[Records from a dataset]
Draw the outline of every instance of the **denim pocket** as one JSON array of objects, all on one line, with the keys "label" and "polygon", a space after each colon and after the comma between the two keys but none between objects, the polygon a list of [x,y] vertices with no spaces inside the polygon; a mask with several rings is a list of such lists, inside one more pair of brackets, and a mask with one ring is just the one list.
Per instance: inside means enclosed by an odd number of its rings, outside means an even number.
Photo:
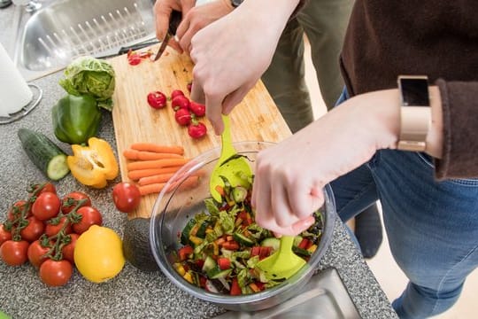
[{"label": "denim pocket", "polygon": [[[418,156],[420,162],[421,162],[423,165],[427,166],[428,167],[432,167],[435,169],[435,164],[433,163],[432,157],[428,154],[422,153],[422,152],[415,152],[415,154]],[[441,183],[451,183],[463,186],[478,186],[478,178],[450,178],[444,181],[442,181]]]}]

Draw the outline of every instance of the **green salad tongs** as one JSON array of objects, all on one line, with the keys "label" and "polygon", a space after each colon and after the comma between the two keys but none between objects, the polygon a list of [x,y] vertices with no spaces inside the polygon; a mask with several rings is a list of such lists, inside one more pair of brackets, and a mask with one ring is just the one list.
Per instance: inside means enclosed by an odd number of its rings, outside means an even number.
[{"label": "green salad tongs", "polygon": [[268,279],[289,279],[300,270],[306,261],[292,252],[293,236],[282,236],[279,249],[256,264]]},{"label": "green salad tongs", "polygon": [[211,196],[220,203],[221,202],[221,195],[218,191],[218,186],[224,187],[223,178],[226,178],[233,187],[248,187],[250,177],[252,176],[252,170],[248,160],[243,156],[237,154],[232,144],[229,117],[222,115],[222,121],[224,121],[224,131],[220,136],[222,143],[220,156],[209,180]]}]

Given problem: In the listing, rename "outline" to "contour" in every line where it appears, leaving everything else unchanged, and write the lines out again without the pictures.

The output:
Draw the contour of every instance of the **denim pocket** as one JSON array of objects, all on one line, with the keys "label" and "polygon", a space after each colon and after the comma between the two keys but none between objects, the polygon a list of [x,y] vertices with no spaces inside the polygon; a mask with several rings is a list of such lists, inside one more pair of brackets, and a mask with one ring is just the one list.
Per instance: inside means enclosed by an odd number of its rings, outside means an even number.
Photo:
[{"label": "denim pocket", "polygon": [[[418,156],[420,162],[421,162],[423,165],[427,166],[428,167],[432,167],[435,169],[435,164],[433,163],[432,157],[428,154],[422,153],[422,152],[415,152],[415,154]],[[441,183],[451,183],[463,186],[478,186],[478,178],[450,178],[444,181],[442,181]]]}]

Draw the contour of every instance of the **green salad tongs** as one JSON array of objects, all on one line, with the keys "label" and "polygon", a space after each colon and after the comma between the two keys but none between objects, the polygon a list of [x,y] vertices with no spaces inside the polygon; a mask with several rings is a list of such lists, inside one more pair of brackets, and a mask with one ring is just the one list.
Per instance: inside means enclosed by an odd number of its rings, outside means an even number.
[{"label": "green salad tongs", "polygon": [[268,279],[289,279],[300,270],[306,261],[292,252],[293,236],[282,236],[279,249],[256,264]]},{"label": "green salad tongs", "polygon": [[211,196],[220,203],[221,202],[221,195],[218,191],[218,186],[224,187],[223,178],[226,178],[233,187],[248,187],[250,177],[252,176],[252,170],[248,160],[243,156],[237,154],[232,144],[229,117],[222,115],[222,121],[224,121],[224,131],[220,136],[222,143],[220,156],[209,180]]}]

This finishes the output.